[Saved data entries]

<<<<

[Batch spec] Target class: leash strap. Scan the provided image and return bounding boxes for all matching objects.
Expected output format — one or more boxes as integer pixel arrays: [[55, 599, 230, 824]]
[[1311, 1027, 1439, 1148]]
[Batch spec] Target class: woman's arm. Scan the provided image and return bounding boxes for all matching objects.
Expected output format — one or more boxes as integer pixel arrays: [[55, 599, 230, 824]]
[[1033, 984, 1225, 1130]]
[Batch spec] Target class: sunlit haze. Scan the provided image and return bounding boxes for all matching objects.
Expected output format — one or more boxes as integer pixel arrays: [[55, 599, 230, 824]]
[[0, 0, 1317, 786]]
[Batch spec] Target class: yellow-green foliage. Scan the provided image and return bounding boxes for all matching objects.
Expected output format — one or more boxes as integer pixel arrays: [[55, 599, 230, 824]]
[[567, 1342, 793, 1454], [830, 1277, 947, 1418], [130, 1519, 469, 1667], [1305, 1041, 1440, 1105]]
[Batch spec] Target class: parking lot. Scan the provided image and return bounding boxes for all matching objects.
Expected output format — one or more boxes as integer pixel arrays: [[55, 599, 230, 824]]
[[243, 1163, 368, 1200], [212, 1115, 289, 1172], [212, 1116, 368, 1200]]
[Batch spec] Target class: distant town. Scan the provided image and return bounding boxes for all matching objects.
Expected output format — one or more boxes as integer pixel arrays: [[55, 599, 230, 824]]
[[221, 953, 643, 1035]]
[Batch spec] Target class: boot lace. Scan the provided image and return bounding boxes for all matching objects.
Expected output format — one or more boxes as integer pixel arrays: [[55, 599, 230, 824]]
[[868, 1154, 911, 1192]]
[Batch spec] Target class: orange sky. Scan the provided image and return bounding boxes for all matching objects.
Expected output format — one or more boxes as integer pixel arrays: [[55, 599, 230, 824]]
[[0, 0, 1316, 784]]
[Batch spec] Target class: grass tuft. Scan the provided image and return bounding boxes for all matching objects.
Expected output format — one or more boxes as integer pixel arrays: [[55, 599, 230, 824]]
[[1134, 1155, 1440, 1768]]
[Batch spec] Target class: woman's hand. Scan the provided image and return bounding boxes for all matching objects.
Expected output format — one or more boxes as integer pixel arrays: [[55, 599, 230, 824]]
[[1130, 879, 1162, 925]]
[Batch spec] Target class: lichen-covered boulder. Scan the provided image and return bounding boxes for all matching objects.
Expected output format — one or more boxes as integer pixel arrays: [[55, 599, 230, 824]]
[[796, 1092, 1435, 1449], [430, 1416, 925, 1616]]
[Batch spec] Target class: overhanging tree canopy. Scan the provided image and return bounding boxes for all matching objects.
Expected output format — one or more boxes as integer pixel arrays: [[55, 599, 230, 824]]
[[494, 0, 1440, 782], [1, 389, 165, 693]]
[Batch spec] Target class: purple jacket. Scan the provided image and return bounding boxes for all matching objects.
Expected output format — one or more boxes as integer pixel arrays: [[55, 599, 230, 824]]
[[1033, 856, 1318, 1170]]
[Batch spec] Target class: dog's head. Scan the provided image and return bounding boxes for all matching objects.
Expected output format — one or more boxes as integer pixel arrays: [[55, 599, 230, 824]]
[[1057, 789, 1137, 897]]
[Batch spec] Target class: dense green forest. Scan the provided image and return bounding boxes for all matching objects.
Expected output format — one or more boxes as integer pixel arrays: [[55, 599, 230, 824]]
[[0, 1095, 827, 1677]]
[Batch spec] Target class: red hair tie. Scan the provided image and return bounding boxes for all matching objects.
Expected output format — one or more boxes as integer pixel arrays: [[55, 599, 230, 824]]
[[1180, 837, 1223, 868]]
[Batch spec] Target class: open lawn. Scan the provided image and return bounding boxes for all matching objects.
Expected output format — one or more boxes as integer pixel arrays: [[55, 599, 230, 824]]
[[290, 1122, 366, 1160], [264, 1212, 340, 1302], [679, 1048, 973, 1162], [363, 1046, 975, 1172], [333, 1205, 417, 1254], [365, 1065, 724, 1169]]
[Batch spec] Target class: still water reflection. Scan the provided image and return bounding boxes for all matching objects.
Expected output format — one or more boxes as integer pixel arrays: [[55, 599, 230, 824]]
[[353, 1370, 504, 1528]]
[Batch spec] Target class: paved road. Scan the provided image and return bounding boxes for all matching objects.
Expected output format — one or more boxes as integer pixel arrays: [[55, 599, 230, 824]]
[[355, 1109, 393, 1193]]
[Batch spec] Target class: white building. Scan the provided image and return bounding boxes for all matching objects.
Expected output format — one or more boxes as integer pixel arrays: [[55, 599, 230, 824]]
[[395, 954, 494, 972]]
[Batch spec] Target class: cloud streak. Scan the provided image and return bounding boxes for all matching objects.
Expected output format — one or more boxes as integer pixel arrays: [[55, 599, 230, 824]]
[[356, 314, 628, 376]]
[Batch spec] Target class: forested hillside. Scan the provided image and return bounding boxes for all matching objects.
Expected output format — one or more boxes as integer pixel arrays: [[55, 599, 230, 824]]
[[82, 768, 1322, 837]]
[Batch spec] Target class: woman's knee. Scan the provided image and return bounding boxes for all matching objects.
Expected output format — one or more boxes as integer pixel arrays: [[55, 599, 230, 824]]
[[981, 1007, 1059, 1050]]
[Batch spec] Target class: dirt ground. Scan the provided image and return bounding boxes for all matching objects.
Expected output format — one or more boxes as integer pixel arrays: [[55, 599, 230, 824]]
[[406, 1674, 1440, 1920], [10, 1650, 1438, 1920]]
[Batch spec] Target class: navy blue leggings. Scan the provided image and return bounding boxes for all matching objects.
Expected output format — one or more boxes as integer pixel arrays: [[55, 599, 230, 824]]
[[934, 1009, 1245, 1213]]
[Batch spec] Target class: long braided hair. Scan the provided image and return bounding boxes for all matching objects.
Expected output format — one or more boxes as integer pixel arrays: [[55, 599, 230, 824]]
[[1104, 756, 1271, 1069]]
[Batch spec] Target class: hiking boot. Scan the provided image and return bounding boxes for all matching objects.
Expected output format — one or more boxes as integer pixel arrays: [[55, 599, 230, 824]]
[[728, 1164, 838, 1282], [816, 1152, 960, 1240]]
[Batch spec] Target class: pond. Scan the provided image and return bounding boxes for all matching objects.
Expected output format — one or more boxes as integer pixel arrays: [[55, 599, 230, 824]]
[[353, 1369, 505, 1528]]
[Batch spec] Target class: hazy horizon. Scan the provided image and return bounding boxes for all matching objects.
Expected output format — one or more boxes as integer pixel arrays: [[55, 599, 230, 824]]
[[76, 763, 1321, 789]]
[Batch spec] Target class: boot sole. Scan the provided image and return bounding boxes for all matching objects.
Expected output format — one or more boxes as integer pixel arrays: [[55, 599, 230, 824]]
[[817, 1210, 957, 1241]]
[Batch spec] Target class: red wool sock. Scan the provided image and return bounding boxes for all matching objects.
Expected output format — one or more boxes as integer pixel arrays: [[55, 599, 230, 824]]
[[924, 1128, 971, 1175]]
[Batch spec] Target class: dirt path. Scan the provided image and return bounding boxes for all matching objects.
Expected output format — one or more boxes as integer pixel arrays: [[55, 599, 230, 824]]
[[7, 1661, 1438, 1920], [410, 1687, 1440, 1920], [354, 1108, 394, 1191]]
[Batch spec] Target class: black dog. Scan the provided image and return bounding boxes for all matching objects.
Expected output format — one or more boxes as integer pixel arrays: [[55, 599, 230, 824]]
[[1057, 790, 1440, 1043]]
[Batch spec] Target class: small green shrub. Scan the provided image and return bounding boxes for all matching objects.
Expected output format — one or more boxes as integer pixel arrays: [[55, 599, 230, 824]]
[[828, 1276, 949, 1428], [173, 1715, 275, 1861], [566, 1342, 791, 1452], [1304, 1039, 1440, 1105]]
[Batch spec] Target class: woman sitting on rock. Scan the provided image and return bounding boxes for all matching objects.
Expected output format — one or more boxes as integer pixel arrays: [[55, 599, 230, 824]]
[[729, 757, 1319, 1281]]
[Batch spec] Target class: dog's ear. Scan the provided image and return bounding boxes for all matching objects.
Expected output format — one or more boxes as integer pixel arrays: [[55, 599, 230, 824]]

>>>>

• **DIRECTIONS FOR THIS TASK**:
For the string "hair", go through the entries above and copy each line where it occurs.

• **SOLVED PROBLEM**:
[Batch spec] Target class: red hair tie. Scan the provided image and return bounding boxes for all matching objects.
[Batch spec] Target class: long braided hair. Scan the provided image and return bounding boxes for all matching objects.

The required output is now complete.